▼
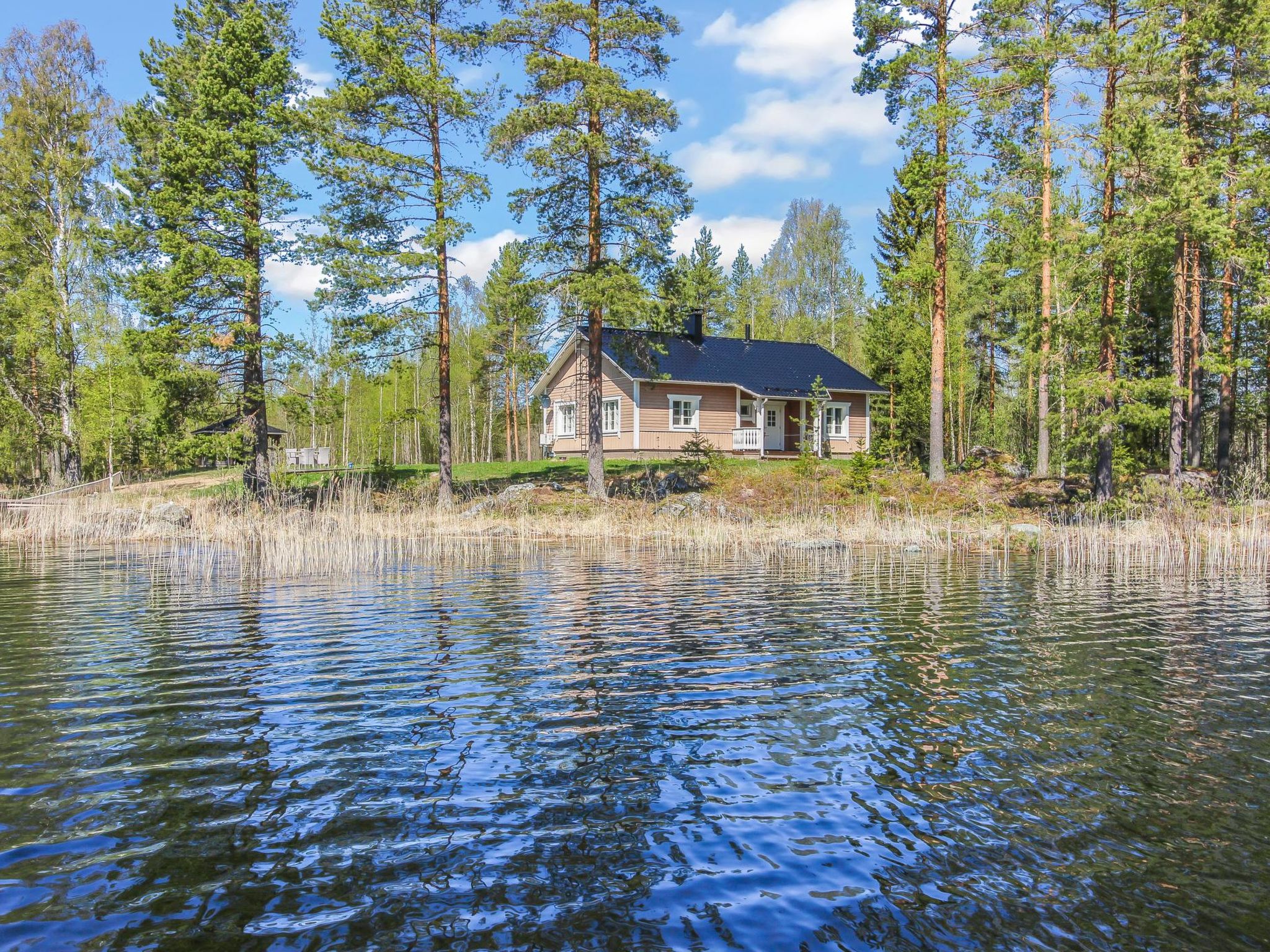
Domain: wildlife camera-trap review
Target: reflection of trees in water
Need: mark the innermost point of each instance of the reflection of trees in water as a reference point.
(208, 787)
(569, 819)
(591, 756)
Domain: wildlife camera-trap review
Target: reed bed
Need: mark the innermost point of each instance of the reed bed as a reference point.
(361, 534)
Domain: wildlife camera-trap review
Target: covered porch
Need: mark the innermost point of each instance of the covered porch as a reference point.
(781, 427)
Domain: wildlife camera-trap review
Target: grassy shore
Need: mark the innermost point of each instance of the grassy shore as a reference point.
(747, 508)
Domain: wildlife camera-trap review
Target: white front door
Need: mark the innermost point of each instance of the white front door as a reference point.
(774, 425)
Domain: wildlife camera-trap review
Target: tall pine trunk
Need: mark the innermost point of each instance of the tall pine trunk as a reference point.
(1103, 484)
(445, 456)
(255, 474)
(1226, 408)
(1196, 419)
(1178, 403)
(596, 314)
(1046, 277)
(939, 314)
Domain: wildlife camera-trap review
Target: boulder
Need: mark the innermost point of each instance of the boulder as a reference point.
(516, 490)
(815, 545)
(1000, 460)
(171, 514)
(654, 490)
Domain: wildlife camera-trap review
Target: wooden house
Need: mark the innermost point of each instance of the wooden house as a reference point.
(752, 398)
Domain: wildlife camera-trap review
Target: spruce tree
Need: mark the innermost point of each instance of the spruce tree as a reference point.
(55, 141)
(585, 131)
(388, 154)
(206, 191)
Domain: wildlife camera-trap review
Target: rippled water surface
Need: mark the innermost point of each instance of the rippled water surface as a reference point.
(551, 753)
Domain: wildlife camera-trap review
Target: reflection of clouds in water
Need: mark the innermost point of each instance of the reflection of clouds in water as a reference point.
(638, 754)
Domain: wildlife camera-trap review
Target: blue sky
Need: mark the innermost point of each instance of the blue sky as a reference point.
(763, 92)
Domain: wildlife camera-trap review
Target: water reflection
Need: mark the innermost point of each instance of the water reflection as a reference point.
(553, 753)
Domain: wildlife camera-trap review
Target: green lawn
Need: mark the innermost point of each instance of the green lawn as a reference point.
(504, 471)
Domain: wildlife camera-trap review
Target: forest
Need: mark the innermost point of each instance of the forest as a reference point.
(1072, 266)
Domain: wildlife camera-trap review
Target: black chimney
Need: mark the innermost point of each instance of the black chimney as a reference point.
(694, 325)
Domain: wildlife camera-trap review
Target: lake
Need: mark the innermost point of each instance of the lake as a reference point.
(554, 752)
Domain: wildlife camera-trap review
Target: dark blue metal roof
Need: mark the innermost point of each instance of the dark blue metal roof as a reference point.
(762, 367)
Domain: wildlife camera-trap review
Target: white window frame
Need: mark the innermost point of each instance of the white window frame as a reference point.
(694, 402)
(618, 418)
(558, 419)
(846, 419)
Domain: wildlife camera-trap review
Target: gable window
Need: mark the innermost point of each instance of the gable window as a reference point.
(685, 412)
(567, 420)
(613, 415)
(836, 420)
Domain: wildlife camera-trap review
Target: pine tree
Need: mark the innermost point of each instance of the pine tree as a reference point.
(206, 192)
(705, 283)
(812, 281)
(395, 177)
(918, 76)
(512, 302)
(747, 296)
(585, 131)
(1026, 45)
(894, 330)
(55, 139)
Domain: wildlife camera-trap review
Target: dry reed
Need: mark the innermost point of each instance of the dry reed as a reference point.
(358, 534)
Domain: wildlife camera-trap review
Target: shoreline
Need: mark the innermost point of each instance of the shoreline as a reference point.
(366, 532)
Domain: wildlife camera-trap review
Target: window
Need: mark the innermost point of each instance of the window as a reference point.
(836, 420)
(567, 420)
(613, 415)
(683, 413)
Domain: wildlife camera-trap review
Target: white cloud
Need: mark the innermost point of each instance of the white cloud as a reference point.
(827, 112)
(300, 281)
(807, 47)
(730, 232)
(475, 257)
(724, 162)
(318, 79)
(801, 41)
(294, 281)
▲
* Task description *
Which lines in the rows above contain the string "frame"? Pull out every such line with its text unchanged, treating uppercase and lowercase as different.

* Answer for the task *
Target: white window frame
Need: mark the innermost point of each instance of the white window frame as a reference point.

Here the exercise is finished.